WHAT YOU HAVE TO DO: Everything from the line containing "TARGET: metal grate in pavement" to the last line of the listing below, inclusive, is what you should output, exactly as it appears.

RECORDS TO PROCESS:

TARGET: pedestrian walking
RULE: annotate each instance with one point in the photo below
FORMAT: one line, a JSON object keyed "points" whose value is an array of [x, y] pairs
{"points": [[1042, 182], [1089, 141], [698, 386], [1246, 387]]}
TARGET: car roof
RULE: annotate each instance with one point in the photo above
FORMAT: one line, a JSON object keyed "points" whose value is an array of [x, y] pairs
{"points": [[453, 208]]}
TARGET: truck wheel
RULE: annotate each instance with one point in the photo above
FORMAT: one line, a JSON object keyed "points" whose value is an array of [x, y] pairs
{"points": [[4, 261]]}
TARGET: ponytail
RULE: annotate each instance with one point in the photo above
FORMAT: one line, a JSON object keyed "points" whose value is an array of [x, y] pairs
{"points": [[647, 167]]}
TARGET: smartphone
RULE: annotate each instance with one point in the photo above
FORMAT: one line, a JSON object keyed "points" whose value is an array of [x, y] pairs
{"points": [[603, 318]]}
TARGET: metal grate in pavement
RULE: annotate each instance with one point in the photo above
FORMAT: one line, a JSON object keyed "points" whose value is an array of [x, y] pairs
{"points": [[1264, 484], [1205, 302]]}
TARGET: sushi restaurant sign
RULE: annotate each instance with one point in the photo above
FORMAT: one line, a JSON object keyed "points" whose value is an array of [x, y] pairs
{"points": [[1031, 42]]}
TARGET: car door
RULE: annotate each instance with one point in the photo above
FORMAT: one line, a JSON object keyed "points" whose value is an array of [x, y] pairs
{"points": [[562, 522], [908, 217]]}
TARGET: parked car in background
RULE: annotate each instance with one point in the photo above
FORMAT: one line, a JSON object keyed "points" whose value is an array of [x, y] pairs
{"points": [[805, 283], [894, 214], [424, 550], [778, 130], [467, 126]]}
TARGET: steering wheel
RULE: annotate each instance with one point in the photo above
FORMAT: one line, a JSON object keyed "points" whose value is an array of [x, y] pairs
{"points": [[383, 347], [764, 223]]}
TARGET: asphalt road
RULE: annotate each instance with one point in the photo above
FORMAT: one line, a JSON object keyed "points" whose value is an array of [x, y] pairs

ANSWER SPACE:
TARGET: metal grate in pavement
RULE: annotate each instance with one point in the photo above
FORMAT: one line, a JSON object keyed "points" whose value is an array of [x, y] pairs
{"points": [[1264, 484], [1205, 302]]}
TARGET: sushi restaurant sign
RULE: annotate each instance with one point in the photo above
FORMAT: one line, a JSON object keyed "points" whose value is an array of [x, y] pairs
{"points": [[1031, 42]]}
TARGET: car door
RULE: annotate each instance with one point in the photo above
FORMAT: one line, a JSON object keyed "points" whose value is an array of [x, y] pairs
{"points": [[562, 522], [908, 217]]}
TARGET: parked car in background
RULE: annotate each instance with one point in the photo above
FORMAT: one line, a JSON object keyed "points" whose value is an array of [x, y] pairs
{"points": [[805, 283], [894, 214], [424, 550], [778, 130], [467, 126]]}
TARGET: steering wheel
RULE: annotate each instance with one point in the photo above
FORMAT: one line, a JSON object keyed "points" whose value is an array of [x, y] pairs
{"points": [[383, 347], [764, 223]]}
TARGET: asphalt road
RULE: annotate each instance with one point in the photo above
FORMAT: one line, a JSON object keyed "points" whose value is an array of [x, y] pairs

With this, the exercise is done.